# Entries from a pointing dataset
==============================
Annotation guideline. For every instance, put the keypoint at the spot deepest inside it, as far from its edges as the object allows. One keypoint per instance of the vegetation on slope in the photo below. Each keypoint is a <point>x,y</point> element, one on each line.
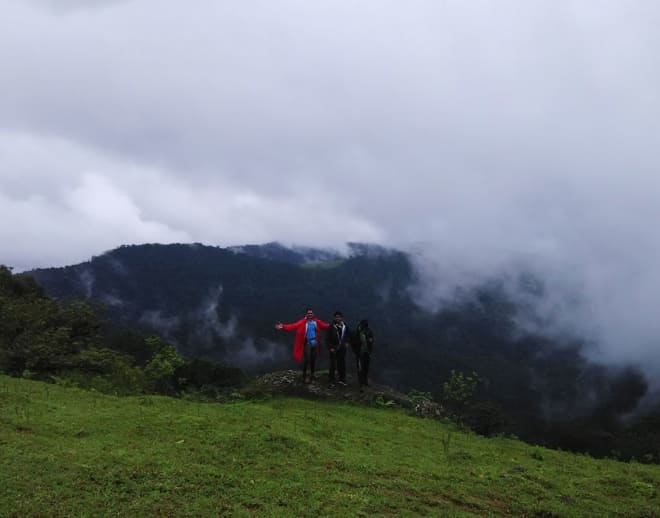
<point>65,451</point>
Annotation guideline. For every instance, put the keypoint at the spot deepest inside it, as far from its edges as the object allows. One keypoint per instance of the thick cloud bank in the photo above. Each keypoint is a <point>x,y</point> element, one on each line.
<point>497,134</point>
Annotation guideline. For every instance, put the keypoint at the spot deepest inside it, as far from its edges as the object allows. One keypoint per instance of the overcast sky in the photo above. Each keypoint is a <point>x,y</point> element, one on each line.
<point>485,133</point>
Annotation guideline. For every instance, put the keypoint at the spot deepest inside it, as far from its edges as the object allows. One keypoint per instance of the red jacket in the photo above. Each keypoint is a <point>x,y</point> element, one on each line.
==============================
# The task
Swap "keypoint" for "marker" everywhere it appears in the material above, change nothing else, and write the material out again without the pictures.

# Exercise solution
Annotation guideline. For every instance, put the marker at the spot deepest inside it, as far from its edges as the object allows. One marker per instance of the vegetation on slope in the photo below. Each marker is a <point>x,y</point> element, one on each line.
<point>65,451</point>
Annotation guideline. For every instance, put the marker at the spot deepest inside it, as far from its edges as the object allows. One marker per instance of the thick cloud bank in the photo above. Each marker is a <point>x,y</point> element, one on each line.
<point>497,134</point>
Annotation guideline. For every instance, put the marker at the spot deepest inside it, as far from its edges as the object allows. One marker per instance of the overcast sky in the photo above. Each marker is a <point>x,y</point> element, one on each line.
<point>485,133</point>
Annotation guideline. For every instance, put the marker at the spot deepest inside it, as far from its edges as the object allows. One marker per instance of the red jacket in the photo above. Each marker is a <point>x,y</point> element, one on each line.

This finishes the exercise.